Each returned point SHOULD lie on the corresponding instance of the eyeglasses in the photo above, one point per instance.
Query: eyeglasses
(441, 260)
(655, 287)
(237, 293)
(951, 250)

★ ★ ★ ★ ★

Exercise details: Format the lines above as a two-column CSV headed text and answer, with one row for each set of lines. Put the wording in one quoted field and its points in the other, replacing line breaks with spaces.

Answer to the exercise:
text,answer
"Each returned point SHOULD lie on the corresponding instance of the eyeglasses in the photo above, one point per instance. Query: eyeglasses","(441, 260) (655, 287) (237, 293) (951, 250)"